* _THE EXERCISE_
Count the lines in the records below that contain the string "backpack", treating uppercase and lowercase as different. Give only the number.

* _RECORDS SUPPLIED_

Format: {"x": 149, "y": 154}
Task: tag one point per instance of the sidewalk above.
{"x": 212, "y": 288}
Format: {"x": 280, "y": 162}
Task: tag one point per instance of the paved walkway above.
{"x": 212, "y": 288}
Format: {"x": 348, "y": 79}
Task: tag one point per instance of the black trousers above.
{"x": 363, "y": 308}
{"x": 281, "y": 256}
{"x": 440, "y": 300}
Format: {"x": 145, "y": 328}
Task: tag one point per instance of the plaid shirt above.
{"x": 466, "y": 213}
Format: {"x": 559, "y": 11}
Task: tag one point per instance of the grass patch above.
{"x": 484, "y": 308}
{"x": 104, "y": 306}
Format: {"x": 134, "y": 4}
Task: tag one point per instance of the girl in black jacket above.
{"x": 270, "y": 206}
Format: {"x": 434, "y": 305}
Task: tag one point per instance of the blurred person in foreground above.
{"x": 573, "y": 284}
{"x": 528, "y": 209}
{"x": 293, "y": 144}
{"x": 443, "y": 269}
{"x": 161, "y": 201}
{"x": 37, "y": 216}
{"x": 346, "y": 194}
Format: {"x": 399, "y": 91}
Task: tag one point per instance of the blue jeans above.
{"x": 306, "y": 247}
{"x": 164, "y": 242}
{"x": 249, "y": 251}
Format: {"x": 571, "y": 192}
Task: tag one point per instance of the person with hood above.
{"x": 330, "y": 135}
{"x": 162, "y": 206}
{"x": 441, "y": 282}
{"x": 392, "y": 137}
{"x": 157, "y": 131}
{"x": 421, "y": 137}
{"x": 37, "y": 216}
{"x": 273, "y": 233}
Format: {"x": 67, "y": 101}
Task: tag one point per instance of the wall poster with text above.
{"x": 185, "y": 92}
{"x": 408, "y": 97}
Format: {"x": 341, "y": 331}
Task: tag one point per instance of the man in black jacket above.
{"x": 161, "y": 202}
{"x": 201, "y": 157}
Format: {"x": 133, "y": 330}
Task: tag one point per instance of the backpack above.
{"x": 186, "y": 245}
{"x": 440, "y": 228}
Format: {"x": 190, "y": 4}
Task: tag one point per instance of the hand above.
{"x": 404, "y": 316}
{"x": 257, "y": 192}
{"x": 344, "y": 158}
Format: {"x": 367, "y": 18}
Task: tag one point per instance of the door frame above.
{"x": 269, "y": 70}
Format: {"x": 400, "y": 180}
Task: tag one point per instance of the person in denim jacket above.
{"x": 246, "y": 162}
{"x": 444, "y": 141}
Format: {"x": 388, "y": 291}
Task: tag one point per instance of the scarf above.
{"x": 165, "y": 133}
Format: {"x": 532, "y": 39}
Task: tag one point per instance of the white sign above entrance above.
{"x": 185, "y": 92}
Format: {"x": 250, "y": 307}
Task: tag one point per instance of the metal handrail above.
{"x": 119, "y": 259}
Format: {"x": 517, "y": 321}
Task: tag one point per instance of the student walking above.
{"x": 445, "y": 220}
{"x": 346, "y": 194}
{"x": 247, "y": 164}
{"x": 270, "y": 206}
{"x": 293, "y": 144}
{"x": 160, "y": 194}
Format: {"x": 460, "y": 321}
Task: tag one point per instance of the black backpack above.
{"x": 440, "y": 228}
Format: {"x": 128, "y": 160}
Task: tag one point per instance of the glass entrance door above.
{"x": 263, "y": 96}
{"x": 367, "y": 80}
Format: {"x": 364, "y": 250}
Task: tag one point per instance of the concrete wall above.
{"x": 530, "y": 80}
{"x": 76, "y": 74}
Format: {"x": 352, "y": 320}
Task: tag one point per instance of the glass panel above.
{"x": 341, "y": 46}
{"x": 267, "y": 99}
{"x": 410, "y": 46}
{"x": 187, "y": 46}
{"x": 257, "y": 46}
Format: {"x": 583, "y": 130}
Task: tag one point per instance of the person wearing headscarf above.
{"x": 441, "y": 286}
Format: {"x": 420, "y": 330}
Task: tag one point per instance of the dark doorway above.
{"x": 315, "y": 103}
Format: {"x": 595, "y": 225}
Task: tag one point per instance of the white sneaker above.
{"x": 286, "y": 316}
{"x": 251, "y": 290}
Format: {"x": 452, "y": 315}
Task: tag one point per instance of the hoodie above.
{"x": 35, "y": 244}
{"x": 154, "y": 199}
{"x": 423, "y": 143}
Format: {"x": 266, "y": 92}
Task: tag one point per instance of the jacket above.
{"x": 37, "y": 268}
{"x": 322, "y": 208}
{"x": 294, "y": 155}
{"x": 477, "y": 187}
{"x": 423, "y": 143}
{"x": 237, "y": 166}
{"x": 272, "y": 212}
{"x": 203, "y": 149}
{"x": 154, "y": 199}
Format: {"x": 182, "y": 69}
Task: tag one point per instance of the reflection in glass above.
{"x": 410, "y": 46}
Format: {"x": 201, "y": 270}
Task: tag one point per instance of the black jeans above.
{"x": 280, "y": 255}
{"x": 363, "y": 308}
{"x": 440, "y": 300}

...

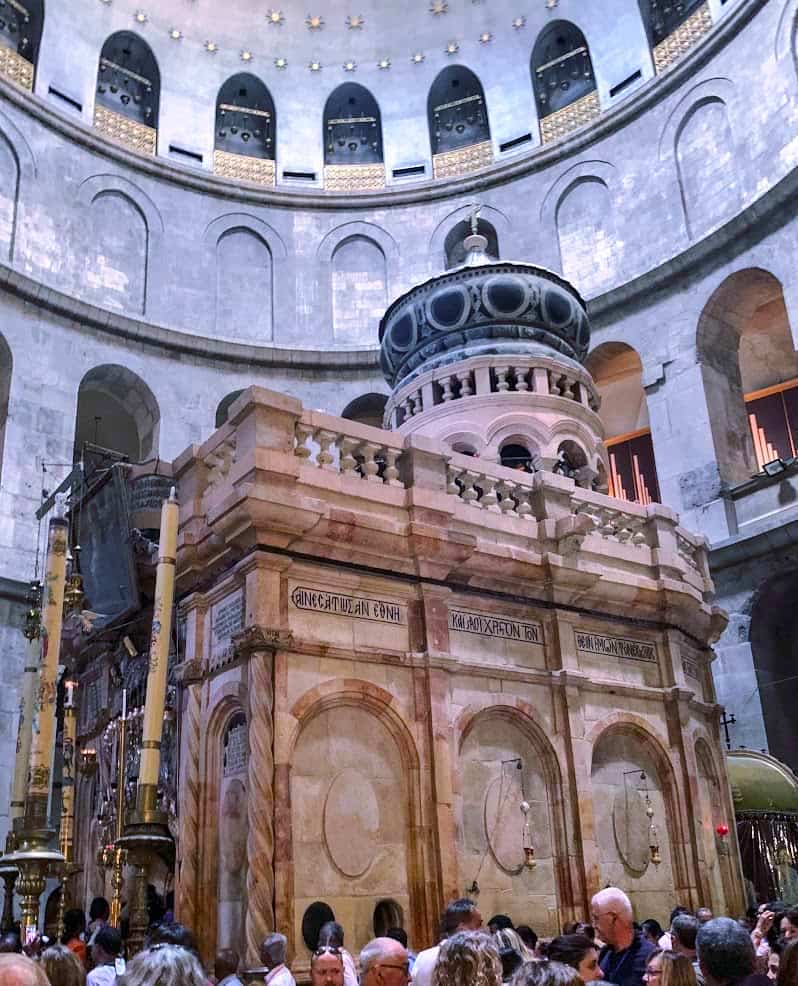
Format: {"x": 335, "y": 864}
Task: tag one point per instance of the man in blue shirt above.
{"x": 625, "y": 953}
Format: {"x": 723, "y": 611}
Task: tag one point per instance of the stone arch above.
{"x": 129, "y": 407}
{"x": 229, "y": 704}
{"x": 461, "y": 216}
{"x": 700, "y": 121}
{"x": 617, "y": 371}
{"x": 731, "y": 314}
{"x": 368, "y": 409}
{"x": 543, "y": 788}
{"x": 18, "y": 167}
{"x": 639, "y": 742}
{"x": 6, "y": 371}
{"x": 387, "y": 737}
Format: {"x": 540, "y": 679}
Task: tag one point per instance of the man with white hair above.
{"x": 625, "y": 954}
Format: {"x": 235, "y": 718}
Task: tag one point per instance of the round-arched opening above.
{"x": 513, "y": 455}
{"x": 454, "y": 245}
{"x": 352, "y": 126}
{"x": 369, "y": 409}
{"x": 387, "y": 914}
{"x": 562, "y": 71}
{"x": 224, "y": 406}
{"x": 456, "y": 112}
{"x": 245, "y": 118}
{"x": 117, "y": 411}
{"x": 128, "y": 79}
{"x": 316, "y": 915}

==

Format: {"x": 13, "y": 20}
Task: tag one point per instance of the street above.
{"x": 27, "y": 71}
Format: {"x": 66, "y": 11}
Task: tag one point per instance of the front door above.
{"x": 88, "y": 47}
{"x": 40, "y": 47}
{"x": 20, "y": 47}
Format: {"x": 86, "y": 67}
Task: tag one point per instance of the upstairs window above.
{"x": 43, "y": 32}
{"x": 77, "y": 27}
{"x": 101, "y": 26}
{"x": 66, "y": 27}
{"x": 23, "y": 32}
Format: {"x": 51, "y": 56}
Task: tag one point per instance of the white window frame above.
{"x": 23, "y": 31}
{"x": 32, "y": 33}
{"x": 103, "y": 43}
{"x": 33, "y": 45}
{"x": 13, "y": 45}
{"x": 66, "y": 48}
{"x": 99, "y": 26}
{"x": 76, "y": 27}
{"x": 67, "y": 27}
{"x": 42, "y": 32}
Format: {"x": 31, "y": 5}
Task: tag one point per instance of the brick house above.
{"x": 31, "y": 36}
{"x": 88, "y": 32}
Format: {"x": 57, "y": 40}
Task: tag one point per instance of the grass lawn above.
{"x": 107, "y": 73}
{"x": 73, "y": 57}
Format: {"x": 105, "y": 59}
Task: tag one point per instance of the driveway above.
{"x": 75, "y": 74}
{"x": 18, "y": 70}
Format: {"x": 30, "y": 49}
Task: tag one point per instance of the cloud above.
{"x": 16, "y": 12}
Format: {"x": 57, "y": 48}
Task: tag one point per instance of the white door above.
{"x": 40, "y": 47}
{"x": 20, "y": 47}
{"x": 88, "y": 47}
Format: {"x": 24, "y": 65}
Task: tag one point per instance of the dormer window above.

* _EXERCISE ANSWER_
2